Stated task> Copy all of the entries below word for word, line by line.

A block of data
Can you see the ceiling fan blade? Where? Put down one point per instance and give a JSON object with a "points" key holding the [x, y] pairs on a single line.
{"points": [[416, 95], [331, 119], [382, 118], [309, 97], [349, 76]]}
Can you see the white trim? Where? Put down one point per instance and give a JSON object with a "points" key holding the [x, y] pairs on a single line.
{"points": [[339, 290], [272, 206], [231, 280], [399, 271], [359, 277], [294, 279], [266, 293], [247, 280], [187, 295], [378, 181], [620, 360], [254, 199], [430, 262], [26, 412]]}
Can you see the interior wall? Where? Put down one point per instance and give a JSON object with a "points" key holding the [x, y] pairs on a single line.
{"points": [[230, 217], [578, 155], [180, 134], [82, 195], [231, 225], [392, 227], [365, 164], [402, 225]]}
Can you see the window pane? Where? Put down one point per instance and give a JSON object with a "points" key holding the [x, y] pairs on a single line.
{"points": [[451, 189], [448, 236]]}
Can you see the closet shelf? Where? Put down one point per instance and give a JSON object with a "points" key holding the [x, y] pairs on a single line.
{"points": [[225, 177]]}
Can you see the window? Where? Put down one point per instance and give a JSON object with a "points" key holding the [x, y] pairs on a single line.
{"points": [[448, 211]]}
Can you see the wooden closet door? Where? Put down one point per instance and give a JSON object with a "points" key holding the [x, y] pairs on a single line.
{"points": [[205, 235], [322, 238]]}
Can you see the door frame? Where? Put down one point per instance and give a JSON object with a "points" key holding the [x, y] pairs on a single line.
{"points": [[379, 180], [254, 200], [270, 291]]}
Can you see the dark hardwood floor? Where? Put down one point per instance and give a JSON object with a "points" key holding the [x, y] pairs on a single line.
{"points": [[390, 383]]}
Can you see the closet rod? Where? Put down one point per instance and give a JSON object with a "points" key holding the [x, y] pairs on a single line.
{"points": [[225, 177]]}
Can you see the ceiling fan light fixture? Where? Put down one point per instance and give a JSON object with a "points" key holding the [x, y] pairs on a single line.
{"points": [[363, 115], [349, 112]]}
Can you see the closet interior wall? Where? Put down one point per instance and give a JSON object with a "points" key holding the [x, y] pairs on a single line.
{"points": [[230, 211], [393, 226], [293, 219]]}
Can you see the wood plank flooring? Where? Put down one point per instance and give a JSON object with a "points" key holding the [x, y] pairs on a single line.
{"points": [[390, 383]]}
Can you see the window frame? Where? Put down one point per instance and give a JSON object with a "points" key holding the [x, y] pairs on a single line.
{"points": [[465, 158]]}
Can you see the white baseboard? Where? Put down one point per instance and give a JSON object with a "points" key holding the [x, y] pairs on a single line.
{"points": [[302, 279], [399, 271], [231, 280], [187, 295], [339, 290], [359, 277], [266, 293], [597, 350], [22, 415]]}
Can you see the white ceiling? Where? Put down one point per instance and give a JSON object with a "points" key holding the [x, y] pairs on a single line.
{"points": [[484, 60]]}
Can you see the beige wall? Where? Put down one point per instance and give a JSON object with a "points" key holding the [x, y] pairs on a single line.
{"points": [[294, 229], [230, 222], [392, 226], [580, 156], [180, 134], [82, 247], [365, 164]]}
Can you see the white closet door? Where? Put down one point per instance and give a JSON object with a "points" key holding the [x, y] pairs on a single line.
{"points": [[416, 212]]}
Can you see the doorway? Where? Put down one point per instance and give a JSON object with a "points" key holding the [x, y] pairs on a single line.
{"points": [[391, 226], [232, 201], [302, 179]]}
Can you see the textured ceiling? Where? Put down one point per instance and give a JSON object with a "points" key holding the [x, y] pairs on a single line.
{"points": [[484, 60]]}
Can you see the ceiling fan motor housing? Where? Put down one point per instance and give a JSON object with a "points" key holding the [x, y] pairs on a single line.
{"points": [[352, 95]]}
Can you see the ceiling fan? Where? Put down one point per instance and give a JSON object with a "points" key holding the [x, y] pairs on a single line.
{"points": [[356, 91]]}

Answer to the exercise>
Can you see the ceiling fan blade? Where? Put down one point per instance and give a JSON object with a "points" key holding the [x, y] pairs on a single line.
{"points": [[416, 95], [331, 119], [382, 118], [309, 97], [349, 76]]}
Can you see the white trim? Where? Put down one point per instance and give a JSON object with a "points" key holding the [x, y] pairs on a single line.
{"points": [[339, 290], [272, 206], [231, 280], [399, 271], [359, 277], [294, 279], [266, 293], [247, 280], [187, 295], [378, 181], [620, 360], [254, 199], [430, 262], [26, 412]]}
Can you see the interior wall? Where? Put down one point per instance and give a JSON object with a "points" key holding the [x, y] pairs on a single line.
{"points": [[230, 217], [578, 155], [180, 134], [82, 195], [231, 225], [392, 227], [365, 164], [402, 225]]}
Can you see the window pane? Where? Put down one point per instance and give a JSON object with a "points" key holding the [x, y] pairs on a single line.
{"points": [[451, 189], [448, 236]]}
Can you see the closet shelf? Where? Put down one point per instance and give a JSON object with a "points" key holding the [x, y] pairs on a single line.
{"points": [[225, 177]]}
Can you see the window? Where? Put down one point per instance and give a JSON object with a "points" key holding the [x, y] pairs on a single line.
{"points": [[448, 211]]}
Can you see the wooden closet door? Where? Put down one point per instance and give a JSON object with a "points" key holding the [x, y] pairs on a single line.
{"points": [[205, 235], [322, 238]]}
Can you see the door frame? Where? Put down one point per instance and give a JSON object with a "points" key holding the [x, y] pairs on a single line.
{"points": [[379, 180], [254, 200], [270, 291]]}
Can you see the dark hardwood floor? Where? Put down one point per instance and give a JSON object with a "points" key holding the [x, y] pairs on a single line.
{"points": [[390, 383]]}
Can you see the closet rod? Where? Put down one point per instance and give a JSON object with a "points" key holding the [x, y] pairs on a single line.
{"points": [[225, 177]]}
Can you see the ceiling fan light fixture? Where? Put down one point per instance and give a JSON object with a "points" key holding the [x, y] pairs on a single line.
{"points": [[363, 115], [349, 112]]}
Can you see the closet interior wall? Where? Put down one point per instance and give a JSON object with a "points" key holding the [x, y] pairs on a single line.
{"points": [[230, 211], [393, 226], [293, 219]]}
Can you see the wood plank flooring? Where? Put down one point per instance and give a JSON object with a "points" key holding the [x, y] pairs on a single line.
{"points": [[390, 383]]}
Can you see the window frame? Where? Put down one point per instance and give a JSON object with a "points" key holding the [x, y] pairs on a single line.
{"points": [[465, 158]]}
Can you see the white baseboard? Where? Put down one point per instance and give a JSON object with a "points" key holding the [x, y] pairs on a single line.
{"points": [[302, 279], [399, 271], [231, 280], [187, 295], [339, 290], [359, 277], [266, 293], [597, 350], [22, 415]]}
Can you see the white ceiling? Where? Put down one point per instance and give a JSON object with a "points" key holding the [x, y] pairs on a single line.
{"points": [[484, 60]]}
Can you see the beige wall? Where? Put down one point per instance and give a JSON object with a "points" key holding the [x, y] pairs on a single line.
{"points": [[294, 229], [230, 222], [392, 226], [580, 156], [180, 134], [82, 247], [365, 164]]}
Can you see the white closet door? Where? Put down one point per instance and give a JSON object with a "points" key holding the [x, y] pairs on a single line.
{"points": [[416, 212]]}
Can you see the doorway? Where? Put down one point per instance and give a JSON object with a "points" key holding the [x, y] pairs on a single line.
{"points": [[391, 226], [232, 201], [302, 179]]}
Can you see the textured ceiling? Where? Put down one point per instance and give a JSON object with a "points" key holding the [x, y] pairs on a single line.
{"points": [[484, 60]]}
Can you see the ceiling fan motor housing? Where? Put down one point per instance and give a JSON object with a "points" key holding the [x, y] pairs on a single line.
{"points": [[352, 95]]}
Can you see the ceiling fan? Where? Put down one point per instance and give a JSON object with a "points" key holding the [x, y] pairs on a single line.
{"points": [[356, 91]]}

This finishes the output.